---- SUPPLIED DATA

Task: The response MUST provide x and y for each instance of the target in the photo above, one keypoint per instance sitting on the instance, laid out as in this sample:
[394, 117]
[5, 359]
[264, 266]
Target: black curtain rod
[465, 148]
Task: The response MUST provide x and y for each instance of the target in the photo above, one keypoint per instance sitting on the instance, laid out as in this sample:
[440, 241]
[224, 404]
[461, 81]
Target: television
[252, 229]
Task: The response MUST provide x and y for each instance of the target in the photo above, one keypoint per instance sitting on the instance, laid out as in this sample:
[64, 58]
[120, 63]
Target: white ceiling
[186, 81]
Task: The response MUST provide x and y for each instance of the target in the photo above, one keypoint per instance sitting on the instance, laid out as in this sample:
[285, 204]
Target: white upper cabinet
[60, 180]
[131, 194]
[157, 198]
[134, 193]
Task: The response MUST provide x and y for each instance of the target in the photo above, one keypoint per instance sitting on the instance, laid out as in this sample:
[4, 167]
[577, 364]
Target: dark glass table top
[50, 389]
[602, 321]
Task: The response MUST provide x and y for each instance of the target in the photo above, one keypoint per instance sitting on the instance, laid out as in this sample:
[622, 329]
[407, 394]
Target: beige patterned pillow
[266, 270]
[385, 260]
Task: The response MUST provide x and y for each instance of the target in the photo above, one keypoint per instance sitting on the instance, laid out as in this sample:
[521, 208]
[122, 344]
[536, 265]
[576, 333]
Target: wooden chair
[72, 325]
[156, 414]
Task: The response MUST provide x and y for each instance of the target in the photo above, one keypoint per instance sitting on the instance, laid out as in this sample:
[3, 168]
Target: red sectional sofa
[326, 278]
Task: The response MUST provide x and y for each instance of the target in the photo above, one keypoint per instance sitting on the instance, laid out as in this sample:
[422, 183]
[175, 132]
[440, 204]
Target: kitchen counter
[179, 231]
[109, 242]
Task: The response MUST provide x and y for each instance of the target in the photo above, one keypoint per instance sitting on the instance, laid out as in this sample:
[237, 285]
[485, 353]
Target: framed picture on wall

--------

**TASK DIRECTIONS**
Retype exactly, and only, the lines from the line holding "Target: kitchen counter" through the last line of the data; both of those lines count.

**OUTPUT FOR THIS TASK**
Target: kitchen counter
[179, 231]
[109, 242]
Task: The response MUST provide x and y for each instance of the target in the photo above, one keypoint per instance sitting on the instance, laid out as in this sample:
[237, 285]
[485, 353]
Target: framed picture on wall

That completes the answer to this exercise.